■ **TRECHO DO DOCUMENTO**:
------------------------------------------------------------

A pesquisadora Daniela
dos Santos Domingues Marino participou do Seminário Internacional Fazendo Gênero 11, a 13ª edição Women’s Worlds Congress, entre os dias 30 de julho e 04 de agosto, realizado na UFSC, em Florianópolis (SC). Ela apresentou o trabalho "Grupos secretos e eventos exclusivos no universo nerd: ações que promovem o fortalecimento e visibilidade das mulheres na cultura pop." Leia a versão resumida, feita especialmente para o blog da ASPAS.
Os grupos exclusivos femininos de cultura pop no Facebook
Embora tenha
tido acesso aos quadrinhos a vida toda como leitora, apenas em 2012 comecei a
estudá-los academicamente. Foi também a partir de 2012 que comecei a frequentar
eventos relacionados à cultura pop, fossem eles acadêmicos ou não. Apesar da
participação constante em eventos, foi apenas em 2015 que eu comecei a ter a
exata noção do que significava ser mulher em um dos meios mais misóginos que
há: o meio dos quadrinhos, e, consequentemente, o universo nerd, que gira em
torno do consumo de produtos relacionados a games e cultura pop.
Em um encontro
com a quadrinista feminina Trina Robbins, promovido pela Associação de
Pesquisadores em Arte Sequencial – ASPAS, tive a chance de ouvir os depoimentos
de diversas quadrinistas brasileiras e percebi que seus relatos não eram
diferentes do que Trina havia narrado sobre o machismo que ela enfrentou para
publicar seus quadrinhos nos anos 70. Ou seja, pouca coisa havia mudado.
Então, meu
envolvimento com as artistas nacionais e minha frequência nos eventos
exclusivos, promovidos por coletivos femininos, aumentaram a ponto de eu me
interessar cada vez mais pelas ações desses grupos, tanto presencialmente como
virtualmente.
Hoje eu modero
um grupo com cerca de 5000 mulheres ligado ao site Minas Nerds, do qual também
faço parte. Além dele, participo de outras ações e grupos exclusivos que
promovem encontros presenciais sempre que possível.
Por meio dos
depoimentos das artistas e das mulheres que frequentam estes espaços surgiu
então o interesse de avaliar a importância e a necessidade dos grupos e ações
exclusivas de cultura pop, uma vez que não só os relatos de assédio, violência,
ameaças, serem frequentes, como eu mesma já fui vítima de vários tipos de violência
apenas por expor minha opinião em grupos ou discussões mistas sobre cultura
pop.
Os exemplos
dessa violência são inúmeros e vão desde xingamentos a exposição de montagens
de fotos dessas mulheres, feitas por homens que não suportam ser contrariados
ou ter que dividir o mesmo espaço conosco.
A violência
sofrida online também é vivenciada presencialmente, principalmente no que diz
respeito às cosplayers, que ouvem todo tipo de impropérios e têm seus corpos
tocados sem consentimento, além de serem expostas em fotos constrangedoras,
como ocorreu em 2013, quando um desenhista fotografou a vagina de uma delas e
postou no instagram do evento com a legenda “pata de camelo”.

------------------------------------------------------------

■ **LISTAGEM BRUTA**:
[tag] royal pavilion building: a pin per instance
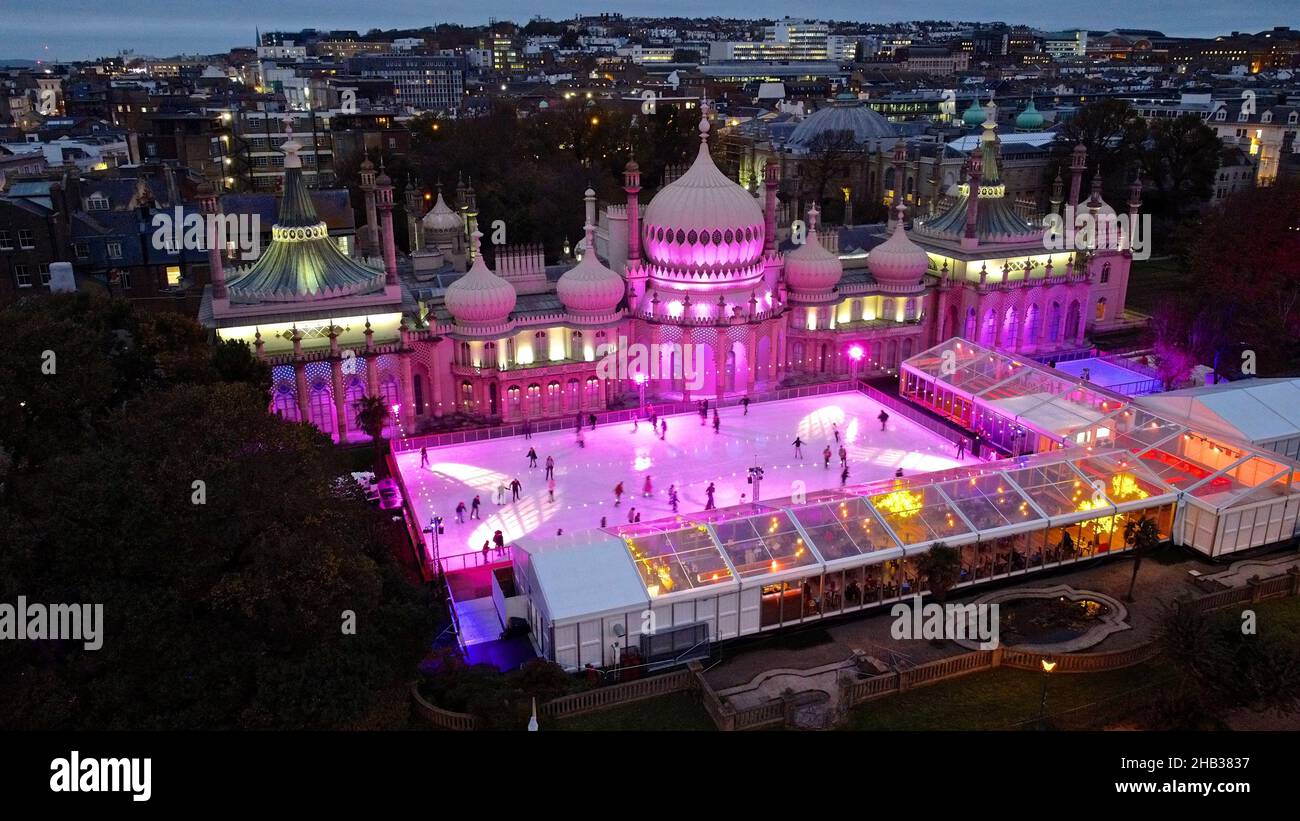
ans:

------------------------------------------------------------

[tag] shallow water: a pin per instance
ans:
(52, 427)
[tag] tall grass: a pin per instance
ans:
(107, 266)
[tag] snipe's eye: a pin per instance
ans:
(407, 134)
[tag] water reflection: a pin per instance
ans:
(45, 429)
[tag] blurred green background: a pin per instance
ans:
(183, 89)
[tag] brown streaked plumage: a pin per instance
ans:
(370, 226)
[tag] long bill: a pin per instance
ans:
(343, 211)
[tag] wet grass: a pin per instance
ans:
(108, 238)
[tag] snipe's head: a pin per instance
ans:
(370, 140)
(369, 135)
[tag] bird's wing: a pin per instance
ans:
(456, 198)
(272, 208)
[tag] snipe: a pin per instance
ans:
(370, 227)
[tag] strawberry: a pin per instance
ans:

------------------------------------------------------------

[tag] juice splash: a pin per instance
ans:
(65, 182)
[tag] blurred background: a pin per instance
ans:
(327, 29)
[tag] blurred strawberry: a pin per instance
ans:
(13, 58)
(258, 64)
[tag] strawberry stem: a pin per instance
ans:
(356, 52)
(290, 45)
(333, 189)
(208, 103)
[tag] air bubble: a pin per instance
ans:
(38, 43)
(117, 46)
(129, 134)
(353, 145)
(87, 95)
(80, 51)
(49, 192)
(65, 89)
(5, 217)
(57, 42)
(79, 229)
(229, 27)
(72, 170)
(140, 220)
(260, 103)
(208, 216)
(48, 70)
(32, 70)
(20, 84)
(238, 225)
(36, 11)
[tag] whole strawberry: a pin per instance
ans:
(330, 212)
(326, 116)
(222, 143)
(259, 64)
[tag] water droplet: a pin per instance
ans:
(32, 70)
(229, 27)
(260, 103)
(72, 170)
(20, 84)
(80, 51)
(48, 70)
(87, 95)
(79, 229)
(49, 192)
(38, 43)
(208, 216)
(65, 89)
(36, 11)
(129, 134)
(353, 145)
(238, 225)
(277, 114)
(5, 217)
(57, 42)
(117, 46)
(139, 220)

------------------------------------------------------------

■ **TAREFAS A REALIZAR**:
a) No texto sobre os grupos femininos de cultura pop, quantas mulheres fazem parte do grupo ligado ao site Minas Nerds?
b) Por favor, conte quantas linhas da listagem contêm a palavra "grass" e informe só o número.

■ **RESPOSTAS DAS TAREFAS**:
a) Cerca de 5000 mulheres.

b) 2